** Provided passage **
──────────

Getting the appropriate compensation matters

Compensation matters

The acquisition process for a number of the State Governments key new rail station sites has begun in earnest for the new Sydney Metro City and Southwest rail line.

Hones Lawyers are currently acting for a number of (soon to be) dispossessed landowners and lease holders. Thus far the compensation being offered falls well short of appropriate compensation – in some case not even including any allowance for disturbance costs or down turn in business because of having to relocate.

Getting the appropriate compensation matters – it can be, and often is, is a question of life and death for a business – in many cases even more so for a small family operated business.

When an organisation the size of the State Government knocks on your door and tells you they are purchasing your property at a certain price, most individuals feel confused as well as significant stress and pressure. While selling your property to the government may be impossible to avoid, the level of compensation for your property asset is not necessarily fixed per the government offer.

──────────

** Given material **
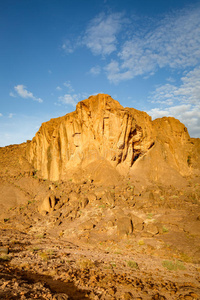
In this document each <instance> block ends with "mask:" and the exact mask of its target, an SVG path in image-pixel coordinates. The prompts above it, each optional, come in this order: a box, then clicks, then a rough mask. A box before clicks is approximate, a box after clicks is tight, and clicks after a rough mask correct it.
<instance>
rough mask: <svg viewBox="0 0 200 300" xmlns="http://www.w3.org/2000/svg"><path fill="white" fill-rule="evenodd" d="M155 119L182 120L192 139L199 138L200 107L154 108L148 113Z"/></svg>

──────────

** Directions for this task **
Write out the whole compensation article word for word. The listing has nothing to do with the compensation article.

** Result of the exercise **
Getting the appropriate compensation matters

Compensation matters

The acquisition process for a number of the State Governments key new rail station sites has begun in earnest for the new Sydney Metro City and Southwest rail line.

Hones Lawyers are currently acting for a number of (soon to be) dispossessed landowners and lease holders. Thus far the compensation being offered falls well short of appropriate compensation – in some case not even including any allowance for disturbance costs or down turn in business because of having to relocate.

Getting the appropriate compensation matters – it can be, and often is, is a question of life and death for a business – in many cases even more so for a small family operated business.

When an organisation the size of the State Government knocks on your door and tells you they are purchasing your property at a certain price, most individuals feel confused as well as significant stress and pressure. While selling your property to the government may be impossible to avoid, the level of compensation for your property asset is not necessarily fixed per the government offer.